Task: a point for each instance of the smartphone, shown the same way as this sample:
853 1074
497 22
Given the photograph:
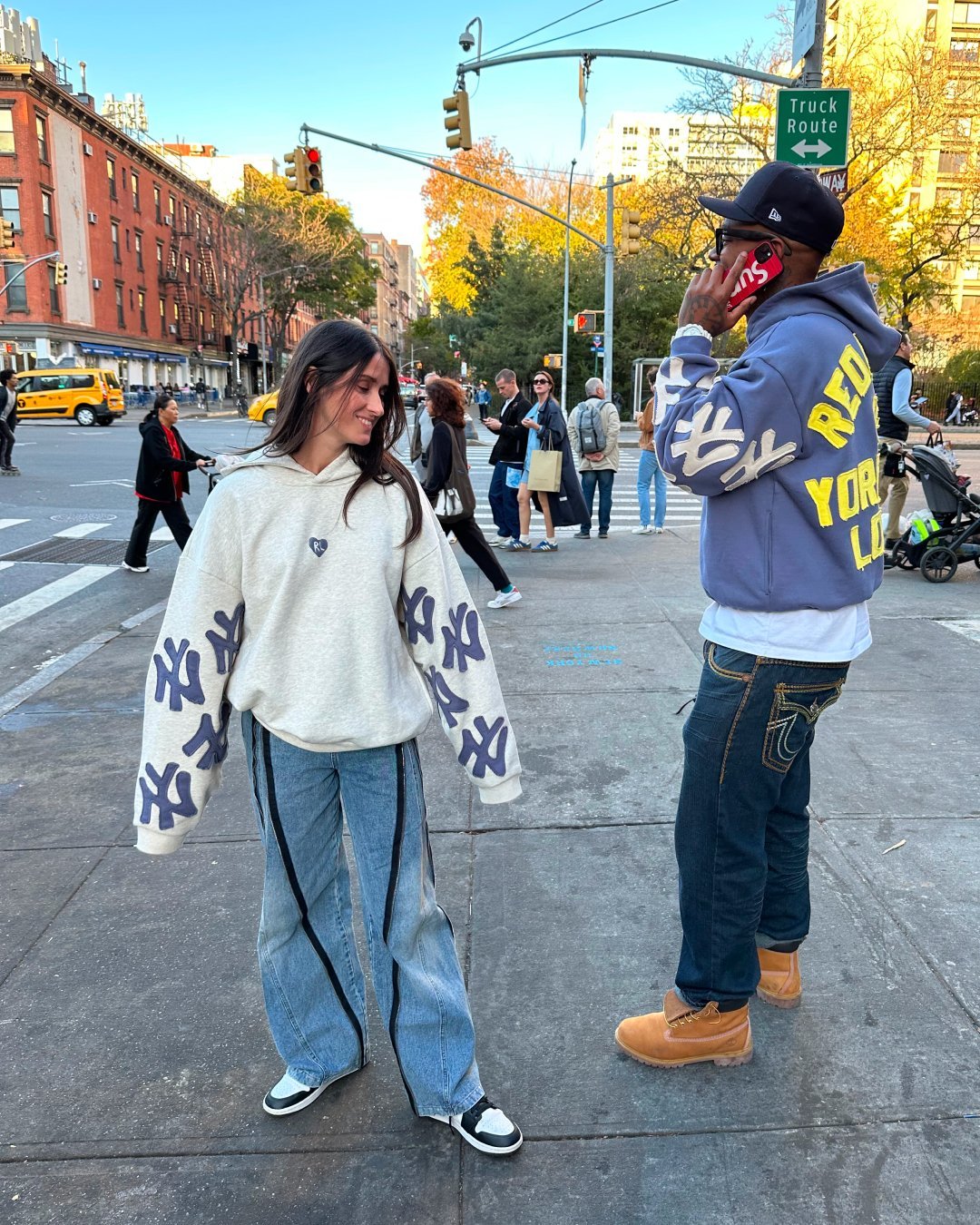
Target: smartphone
762 267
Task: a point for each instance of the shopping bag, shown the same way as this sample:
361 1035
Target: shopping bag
545 472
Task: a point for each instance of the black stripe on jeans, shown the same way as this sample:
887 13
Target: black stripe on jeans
396 863
273 816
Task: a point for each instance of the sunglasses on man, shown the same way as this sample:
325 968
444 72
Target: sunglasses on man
724 234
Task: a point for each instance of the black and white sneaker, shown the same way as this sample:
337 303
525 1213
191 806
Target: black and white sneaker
290 1095
485 1127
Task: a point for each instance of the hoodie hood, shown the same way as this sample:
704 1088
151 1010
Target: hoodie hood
844 296
340 471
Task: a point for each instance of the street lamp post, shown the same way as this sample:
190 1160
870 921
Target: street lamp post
262 277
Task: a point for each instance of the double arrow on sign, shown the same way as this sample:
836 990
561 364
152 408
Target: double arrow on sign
802 149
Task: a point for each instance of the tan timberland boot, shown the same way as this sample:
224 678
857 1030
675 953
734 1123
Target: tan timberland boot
779 983
681 1034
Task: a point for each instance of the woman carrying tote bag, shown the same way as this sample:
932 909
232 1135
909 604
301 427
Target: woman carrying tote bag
448 487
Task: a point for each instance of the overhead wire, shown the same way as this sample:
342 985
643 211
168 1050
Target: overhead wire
531 34
612 21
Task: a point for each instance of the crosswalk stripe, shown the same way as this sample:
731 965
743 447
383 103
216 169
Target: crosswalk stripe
80 529
52 593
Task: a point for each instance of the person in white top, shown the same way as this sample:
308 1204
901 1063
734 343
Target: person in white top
318 597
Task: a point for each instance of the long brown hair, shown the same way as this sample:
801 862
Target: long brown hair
447 399
336 353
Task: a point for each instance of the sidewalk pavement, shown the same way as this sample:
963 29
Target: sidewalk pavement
135 1053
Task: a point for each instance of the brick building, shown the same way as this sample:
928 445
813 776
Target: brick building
146 247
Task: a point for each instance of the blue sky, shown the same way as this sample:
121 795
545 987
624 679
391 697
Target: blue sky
244 76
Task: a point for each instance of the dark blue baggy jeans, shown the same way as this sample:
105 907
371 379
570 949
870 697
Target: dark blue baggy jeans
742 830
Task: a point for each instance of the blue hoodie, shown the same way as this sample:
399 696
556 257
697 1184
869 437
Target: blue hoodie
784 448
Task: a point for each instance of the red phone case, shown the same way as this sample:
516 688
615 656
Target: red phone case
762 267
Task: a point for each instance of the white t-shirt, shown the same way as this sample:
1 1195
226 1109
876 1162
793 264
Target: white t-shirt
802 634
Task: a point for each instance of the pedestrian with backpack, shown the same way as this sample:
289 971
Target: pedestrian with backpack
594 434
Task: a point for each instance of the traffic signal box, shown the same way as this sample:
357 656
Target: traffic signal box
304 171
630 231
457 120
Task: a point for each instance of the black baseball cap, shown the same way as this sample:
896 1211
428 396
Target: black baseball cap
789 201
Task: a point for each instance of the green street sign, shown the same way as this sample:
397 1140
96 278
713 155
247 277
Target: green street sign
812 128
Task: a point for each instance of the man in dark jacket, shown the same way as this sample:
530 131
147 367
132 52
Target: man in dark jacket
783 450
7 420
507 456
896 414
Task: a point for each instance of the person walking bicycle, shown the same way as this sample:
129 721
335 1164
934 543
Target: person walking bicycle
328 620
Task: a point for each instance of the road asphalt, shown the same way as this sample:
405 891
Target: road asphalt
135 1053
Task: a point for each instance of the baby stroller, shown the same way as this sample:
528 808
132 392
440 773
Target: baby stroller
953 535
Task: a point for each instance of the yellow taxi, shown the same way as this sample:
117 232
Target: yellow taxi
88 396
262 408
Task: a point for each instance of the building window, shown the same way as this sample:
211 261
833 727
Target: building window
965 52
46 207
6 129
10 206
17 291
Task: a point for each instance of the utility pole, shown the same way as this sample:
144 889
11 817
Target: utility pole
812 74
565 304
610 251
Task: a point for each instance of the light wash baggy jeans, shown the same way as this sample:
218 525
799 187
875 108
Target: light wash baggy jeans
311 975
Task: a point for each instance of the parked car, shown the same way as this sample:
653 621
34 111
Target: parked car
262 408
87 396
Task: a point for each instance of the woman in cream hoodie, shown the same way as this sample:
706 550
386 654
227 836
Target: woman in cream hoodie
318 597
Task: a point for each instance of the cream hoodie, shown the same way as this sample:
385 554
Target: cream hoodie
335 636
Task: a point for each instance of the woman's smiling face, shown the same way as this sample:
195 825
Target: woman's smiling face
352 408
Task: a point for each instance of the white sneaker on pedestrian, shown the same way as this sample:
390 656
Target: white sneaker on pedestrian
504 598
485 1127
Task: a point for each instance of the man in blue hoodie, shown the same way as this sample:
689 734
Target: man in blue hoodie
783 448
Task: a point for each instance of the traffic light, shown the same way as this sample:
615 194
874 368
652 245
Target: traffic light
296 171
314 172
457 120
630 231
584 321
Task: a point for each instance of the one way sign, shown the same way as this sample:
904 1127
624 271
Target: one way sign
812 128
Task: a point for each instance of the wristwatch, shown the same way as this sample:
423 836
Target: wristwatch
692 329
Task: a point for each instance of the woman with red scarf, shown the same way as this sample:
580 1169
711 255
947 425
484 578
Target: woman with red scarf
162 480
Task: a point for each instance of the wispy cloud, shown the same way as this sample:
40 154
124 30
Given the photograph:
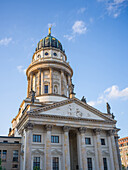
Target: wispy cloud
81 10
5 41
110 93
114 7
78 27
21 69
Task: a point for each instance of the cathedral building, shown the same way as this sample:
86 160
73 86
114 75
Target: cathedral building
55 130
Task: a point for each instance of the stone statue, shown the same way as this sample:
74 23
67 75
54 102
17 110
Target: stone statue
83 99
32 96
108 108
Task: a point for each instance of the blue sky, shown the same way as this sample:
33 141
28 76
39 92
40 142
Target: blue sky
94 34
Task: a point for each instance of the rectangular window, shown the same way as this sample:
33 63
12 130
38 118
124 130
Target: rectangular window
45 88
105 163
54 139
102 141
36 163
14 166
89 163
36 138
15 156
4 156
88 141
55 163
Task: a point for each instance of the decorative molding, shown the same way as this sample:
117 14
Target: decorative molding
28 126
56 152
66 128
90 152
97 131
82 129
48 127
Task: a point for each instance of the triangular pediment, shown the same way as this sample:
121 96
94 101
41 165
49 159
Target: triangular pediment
75 109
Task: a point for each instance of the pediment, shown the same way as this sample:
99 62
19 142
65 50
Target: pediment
74 109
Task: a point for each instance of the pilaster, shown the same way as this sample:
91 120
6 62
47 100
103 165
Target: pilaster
51 80
48 147
28 145
98 150
66 151
82 157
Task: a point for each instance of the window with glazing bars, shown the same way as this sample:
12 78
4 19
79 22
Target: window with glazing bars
55 163
89 162
54 139
15 155
36 138
36 163
105 163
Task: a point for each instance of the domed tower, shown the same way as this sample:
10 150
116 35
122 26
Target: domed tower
49 74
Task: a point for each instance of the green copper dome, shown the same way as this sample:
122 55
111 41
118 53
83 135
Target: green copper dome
49 41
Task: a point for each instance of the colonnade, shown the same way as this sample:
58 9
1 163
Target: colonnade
81 148
40 82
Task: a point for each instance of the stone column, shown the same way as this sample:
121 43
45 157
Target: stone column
69 82
28 145
28 89
82 157
51 80
115 157
118 152
62 82
66 151
110 151
31 81
98 149
39 82
42 82
48 147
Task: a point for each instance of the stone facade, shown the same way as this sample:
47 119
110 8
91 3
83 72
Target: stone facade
57 130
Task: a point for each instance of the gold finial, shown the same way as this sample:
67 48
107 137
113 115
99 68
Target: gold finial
49 30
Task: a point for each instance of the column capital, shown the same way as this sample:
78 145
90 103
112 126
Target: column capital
28 126
82 129
97 131
48 127
66 128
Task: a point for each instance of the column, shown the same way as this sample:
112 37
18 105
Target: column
28 146
31 81
28 89
115 158
51 80
66 151
48 147
82 157
62 82
118 152
69 82
42 82
110 151
39 82
98 150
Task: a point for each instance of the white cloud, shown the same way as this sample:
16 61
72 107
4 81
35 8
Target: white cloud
5 41
110 93
81 10
114 7
78 27
21 69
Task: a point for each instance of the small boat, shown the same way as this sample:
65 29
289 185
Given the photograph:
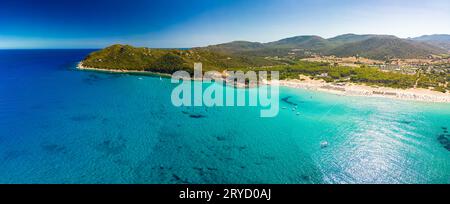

**PROBLEM STATEMENT**
Beginning with the line that has "Target: man in dark jacket" and ending with the line that has "Task: a point for each instance of the cream", set down the lines above exactly and include no others.

**SOLUTION TO THE EXERCISE**
Target: man in dark jacket
783 450
7 420
507 456
896 414
Task: a point for each instance of the person walking bicycle, shown the same way as this sample:
129 721
335 1164
934 543
Target: person walking bicycle
328 620
Task: a point for each instance of the road asphalt, shown the same way as this sample:
405 891
Target: road asphalt
135 1053
Task: a point for each instance of the baby stroller, shown the same way as this sample:
528 808
132 392
440 773
Target: baby stroller
953 535
Task: a point for each instance of the yellow taxi, shown the same way as this sample:
117 232
Target: yellow taxi
88 396
262 408
Task: a point for each instance of the building window, shown the same way as this sample:
211 261
833 727
Target: building window
965 52
46 207
6 129
10 206
17 291
Task: a point for each instance of the utility pole, shown the same way as this sample:
144 889
11 817
Target: utility pole
812 74
565 304
610 251
Task: a point for each instance of the light wash baggy jeans, shown the same way as this sample:
218 525
799 187
875 108
Target: light wash baggy jeans
311 975
Task: a point for each instance of the parked car, shown the same way as this sample:
653 621
34 111
Target: parked car
262 408
87 396
Task: a point for each instance of the woman in cream hoodie, shown the same way as this sample:
706 550
386 654
227 836
Target: woman in cream hoodie
318 597
Task: a point for each instance of the cream hoodie, shown the same way as this sample:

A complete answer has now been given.